• **Stated goal 1**: In the post on drama workshops, what activity is described as part of virtually all drama lessons?
• **Stated goal 2**: Reproduce the post on drama workshops word for word, beginning at the words "It’s been a" and stopping after "drama and theatre.".
• **Stated goal 3**: Summarize the post on drama workshops in two sentences.

+++ Reading passage

It’s been a pretty eventful week for all of us here at Rendered Retina and we have had the pleasure of supervising workshops for young people. It was extremely rewarding for us to see skills being passed on to the next generation of performers but it brought up a very interesting issue, one that can’t possibly be answered in a single post. You may hear us mention our disappointment at the clear attacks from the government on the arts in educational establishments; these posts aim to highlight the benefits of having lessons and access to drama and theatre.
What was very clear to me, whilst observing workshops this week, was that these young people spent a lot of time in groups, interacting, socialising and being creative. They were aware that they were in a safe environment, where they don’t have to be afraid of being themselves, where their ideas will be heard and listened to (no matter how crazy they may seem).
We think back to school and talk of how irrelevant learning Pythagoras’ Theorem was when we will never need to calculate the longest side of a triangle in the working world. No one really seems to talk about time spent in drama and all the skills it has taught us, skills you use every day when you leave. Teamwork is an essential part of any job that you will apply for (how many CVs have the line ‘I am great at working in a team’ in them?) and group-work is something included in virtually all drama lessons.

++++++
+++ Stored data

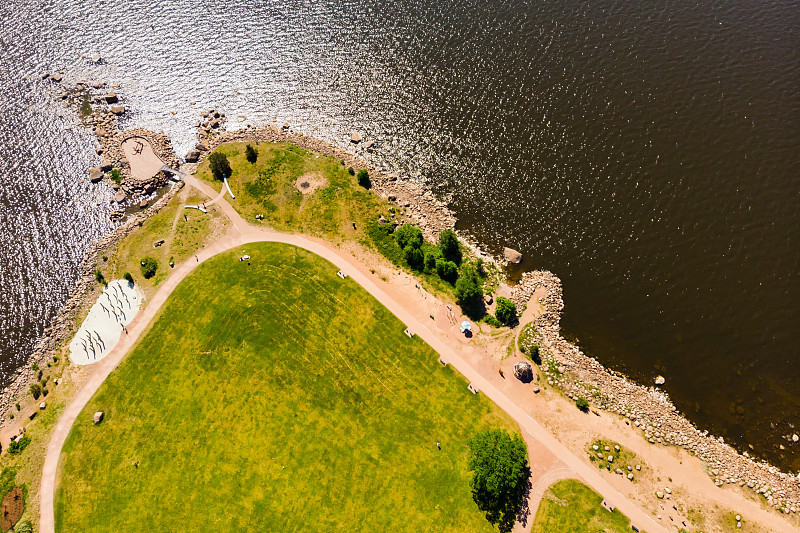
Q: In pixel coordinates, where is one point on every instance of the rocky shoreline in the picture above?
(648, 409)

++++++

• **Result 1**: Group-work.

• **Result 2**:
It’s been a pretty eventful week for all of us here at Rendered Retina and we have had the pleasure of supervising workshops for young people. It was extremely rewarding for us to see skills being passed on to the next generation of performers but it brought up a very interesting issue, one that can’t possibly be answered in a single post. You may hear us mention our disappointment at the clear attacks from the government on the arts in educational establishments; these posts aim to highlight the benefits of having lessons and access to drama and theatre.

• **Result 3**: After a week of supervising workshops for young people, the Rendered Retina team voices disappointment at government attacks on the arts in schools, and their posts aim to highlight the benefits of drama and theatre lessons. They saw the young people working creatively in groups in a safe environment, and they argue that drama teaches everyday skills such as teamwork, which is essential in any job.